**Aim of the task**
Resume the post on yoga for dancers that appears below, starting right after its final sentence.

**Given text**
-*-*-
Namaste and welcome, to this week’s J.O.D. Feeling fueled and positive after some afternoon yoga today, I started thinking about the vast benefits of yoga for dancers. As the summer winds down and we find ourselves preparing for new classes (academic and/or dance), new schedules, and the rigors of our Monday thru Friday lives (or Monday thru..always, as some of us may experience), yoga is an excellent way to prepare for a return to the ballet barre. While aspects of this practice can be quite foreign to classically trained dancers, there are many benefits to the practice, even if only attending on a weekly basis. As movers we are reminded of the need to breathe, thoughtfully stretch, work alternative muscles, and search within ourselves for both mental and physical needs.

the outdoors + yoga = beauty & inner peace <3
the outdoors + yoga = beauty & inner peace  ❤

The main benefit of yoga for dancers is the consistent emphasis on breath and breath support. Lack of breath support in accompaniment with movement is a common problem for dancers of all levels. Without breath support (and more specifically-correct breath support), dancers can become fatigued and lose stamina quickly. It is common, during class time especially, for dancers to exhale aggressively after completion of a combination-a sign that the breath is becoming pent up within the body while dancing. Yoga, on the other hand, promotes constant movement of the breath-both in moments of stillness and motion. Although it takes a great deal of practice, really focusing on the breath can make the process of utilizing it much more enjoyable. Not only does yoga help to promote breath support, but it also introduces different techniques of breathing (i.e. – use of the diaphragm for strength and stamina of breath).

Yoga is also a great alternative and/or addition to traditional ballet stretches. Whether you’re practicing in the Vinyasa technique (more rigorous; flowing and connecting from posture to posture) or Yin (long-held postures, focusing on stretching the fascia and reaching an appropriate “edge”), the poses of traditional yoga practice are excellent formats for allowing dancers to stretch both the lower body and the less commonly used (for ballet technique) muscles of the upper body. Poses like “plank”, “forward fold”, “warrior three”, “standing split”, “frog”, and “supine butterfly” are all excellent for strength and stretch and physically come easily to the “dancer crowd”. However, the prominent, sometimes glaring, difference between ballet and yoga that presents itself, is the lack of turnout. I still find myself wanting to outwardly rotate my hips and most definitely my feet, for certain poses within the yoga technique. However, sticking to the traditional parallel is definitely more successful. Although we desire to stick to what we know physically, the challenge of keeping the hips and feet parallel strengthens different muscles of the body, ones that aren’t commonly used on a day-to-day basis as a dancer.
-*-*-
(Dataset records)

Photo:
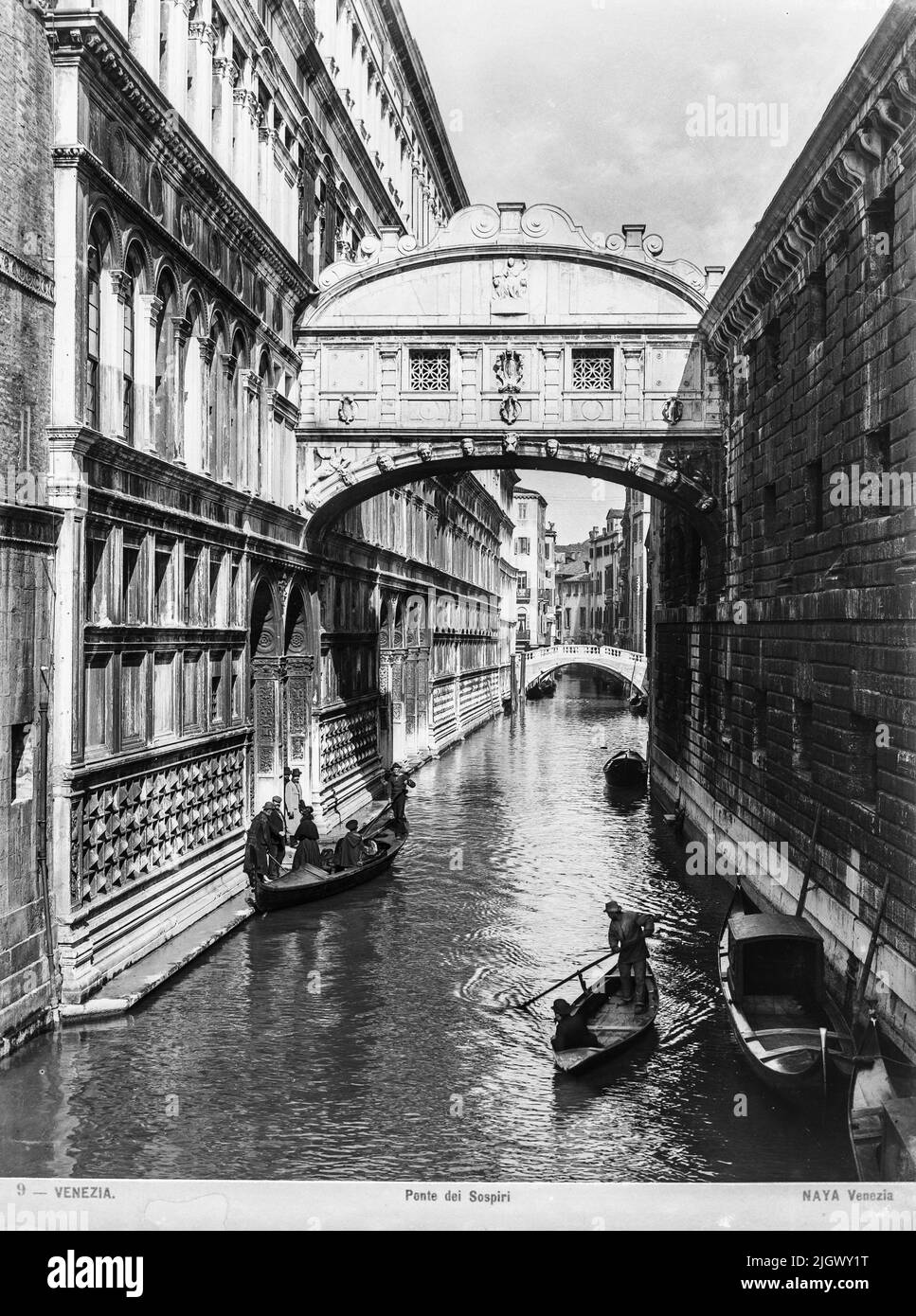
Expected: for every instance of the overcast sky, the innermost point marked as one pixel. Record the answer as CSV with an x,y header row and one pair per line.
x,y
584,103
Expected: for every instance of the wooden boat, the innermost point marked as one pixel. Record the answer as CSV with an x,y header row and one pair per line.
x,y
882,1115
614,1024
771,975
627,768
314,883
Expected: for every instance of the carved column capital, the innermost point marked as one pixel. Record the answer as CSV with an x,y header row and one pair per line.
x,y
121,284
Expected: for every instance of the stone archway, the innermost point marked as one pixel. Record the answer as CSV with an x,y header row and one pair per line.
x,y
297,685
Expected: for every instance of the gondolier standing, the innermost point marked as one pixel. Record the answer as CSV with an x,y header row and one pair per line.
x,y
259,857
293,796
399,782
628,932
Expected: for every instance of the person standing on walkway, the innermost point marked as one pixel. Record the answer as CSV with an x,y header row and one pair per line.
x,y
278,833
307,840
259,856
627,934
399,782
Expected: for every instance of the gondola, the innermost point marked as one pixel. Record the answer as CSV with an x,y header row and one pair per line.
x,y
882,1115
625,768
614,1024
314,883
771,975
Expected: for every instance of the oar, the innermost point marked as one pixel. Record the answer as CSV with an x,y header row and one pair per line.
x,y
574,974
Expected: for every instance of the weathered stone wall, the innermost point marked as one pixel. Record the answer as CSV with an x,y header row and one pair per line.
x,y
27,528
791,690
-*-*-
**Exercise result**
Peace, peace, peace.
“Peace, peace, peace.”

Now some may say that they attend yoga for one reason – good ol’ savasana – a chance to literally lay back, corpse pose style, and let the worries of the day melt away. This deeply meditative moment within the practice is truly important for artists. It is an opportunity to quiet the mind, peel away correction after correction, shun all self doubt, and embrace the desires of the soul. Even if savasana is the only thing that gets you to yoga class, keep it up, because it’s certainly a good reason to be there.

Kripalu yoga @ Tanglewood this past weekend - always a delight
Kripalu yoga @ Tanglewood this past weekend – always just what I NEED. PC – My Mom  ❤

Yoga is a fantastic pairing or temporary alternative (for injury purposes) to dance. Before ruling out the practice as something too anti-ballet, give it a chance. There is nothing else like it. Although there is a strong meditative, spiritual, and individual component, yoga, like ballet, is also a disciplined practice. Take the opportunity and lie back…breathe, rotate those legs inward a little bit more than you’re used to, and focus on you.